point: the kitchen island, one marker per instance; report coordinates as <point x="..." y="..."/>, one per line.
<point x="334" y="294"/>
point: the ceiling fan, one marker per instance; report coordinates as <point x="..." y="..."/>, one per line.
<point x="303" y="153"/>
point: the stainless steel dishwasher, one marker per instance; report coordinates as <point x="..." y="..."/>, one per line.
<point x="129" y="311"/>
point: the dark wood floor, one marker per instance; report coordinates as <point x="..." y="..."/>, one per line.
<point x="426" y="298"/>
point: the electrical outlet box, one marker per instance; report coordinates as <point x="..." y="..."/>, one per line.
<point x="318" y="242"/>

* * * * * * * * *

→ Exercise description:
Restate the final lines of the listing above word for word, beginning at the line that contains "point: the electrical".

→ Problem solution:
point: the electrical outlet box, one marker per instance; report coordinates as <point x="..." y="..."/>, one per line.
<point x="318" y="242"/>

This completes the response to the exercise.